THINGS TO DO ->
#1 According to the nuggets package description, why would a user define their own function? Answer in one to three sentences.
#2 In the nuggets package description, which two kinds of patterns does the package currently search for?
#3 Continue the nuggets package description from the point where it stops.

GIVEN PASSAGE ->
-- Begin --

Extensible Data Pattern Searching Framework.
nuggets
Extensible R framework for subgroup discovery (Atzmueller (2015)), contrast patterns (Chen (2022)), emerging patterns (Dong (1999)) and association rules (Agrawal (1994)). Both crisp (binary) and fuzzy data are supported. It generates conditions in the form of elementary conjunctions, evaluates them on a dataset and checks the induced sub-data for interesting statistical properties. Currently, the package searches for implicative association rules and conditional correlations (Hájek (1978)). A user-defined function may be defined to evaluate on each generated condition to search for custom patterns.
Installation
To install the stable version of nuggets
from CRAN, type the following command within the R session:
install.packages("nuggets")
You can also install the development version of nuggets
from GitHub with:
install.packages("devtools")
devtools::install_github("beerda/nuggets")
Examples
Search for Implicative Rules
We start with loading of the needed packages:
library(tidyverse)
library(nuggets)
We are going to use the CO2
dataset as an example:
head(CO2)

-- End --

EXTRACTED DATA ->

-- Begin --

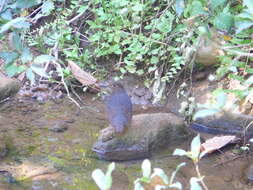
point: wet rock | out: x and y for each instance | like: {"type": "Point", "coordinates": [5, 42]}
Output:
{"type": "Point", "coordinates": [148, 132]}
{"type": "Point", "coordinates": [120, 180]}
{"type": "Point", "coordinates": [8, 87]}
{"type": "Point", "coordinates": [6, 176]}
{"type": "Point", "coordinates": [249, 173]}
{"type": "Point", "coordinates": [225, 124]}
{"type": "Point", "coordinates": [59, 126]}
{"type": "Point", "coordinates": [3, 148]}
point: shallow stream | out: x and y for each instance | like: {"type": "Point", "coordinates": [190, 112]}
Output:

-- End --
-- Begin --

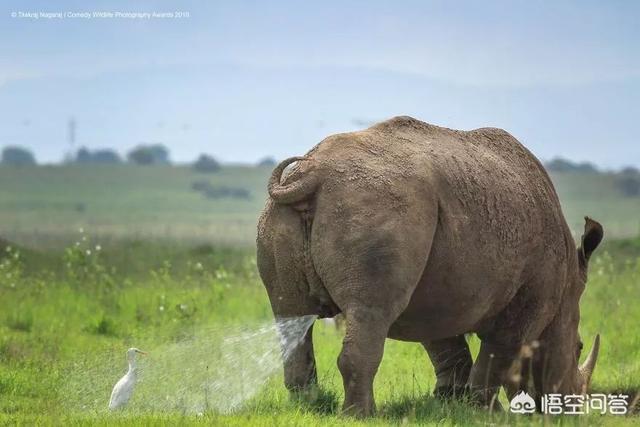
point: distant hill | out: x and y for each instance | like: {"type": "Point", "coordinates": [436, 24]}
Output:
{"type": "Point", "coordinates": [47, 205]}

-- End --
-- Begin --

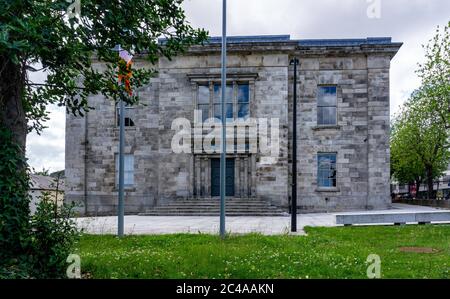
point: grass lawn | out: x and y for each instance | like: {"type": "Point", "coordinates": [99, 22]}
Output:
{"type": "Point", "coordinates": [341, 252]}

-- End --

PER-TASK OUTPUTS ->
#1 A user-defined function can be evaluated on each condition the package generates. This makes it possible to search for custom patterns beyond the built-in ones.

#2 It searches for implicative association rules and conditional correlations.

#3
#> Plant Type Treatment conc uptake
#> 1 Qn1 Quebec nonchilled 95 16.0
#> 2 Qn1 Quebec nonchilled 175 30.4
#> 3 Qn1 Quebec nonchilled 250 34.8
#> 4 Qn1 Quebec nonchilled 350 37.2
#> 5 Qn1 Quebec nonchilled 500 35.3
#> 6 Qn1 Quebec nonchilled 675 39.2
First, the numeric columns need to be transformed to factors:
d <- mutate(CO2,
conc = cut(conc, c(-Inf, 175, 350, 675, Inf)),
uptake = cut(uptake, c(-Inf, 17.9, 28.3, 37.12)))
head(d)
#> Plant Type Treatment conc uptake
#> 1 Qn1 Quebec nonchilled (-Inf,175] (-Inf,17.9]
#> 2 Qn1 Quebec nonchilled (-Inf,175] (28.3,37.1]
#> 3 Qn1 Quebec nonchilled (175,350] (28.3,37.1]
#> 4 Qn1 Quebec nonchilled (175,350] <NA>
#> 5 Qn1 Quebec nonchilled (350,675] (28.3,37.1]
#> 6 Qn1 Quebec nonchilled (350,675] <NA>
Then every column can be dichotomized, i.e., dummy logical columns may be created for each factor level:
d <- dichotomize(d)
head(d)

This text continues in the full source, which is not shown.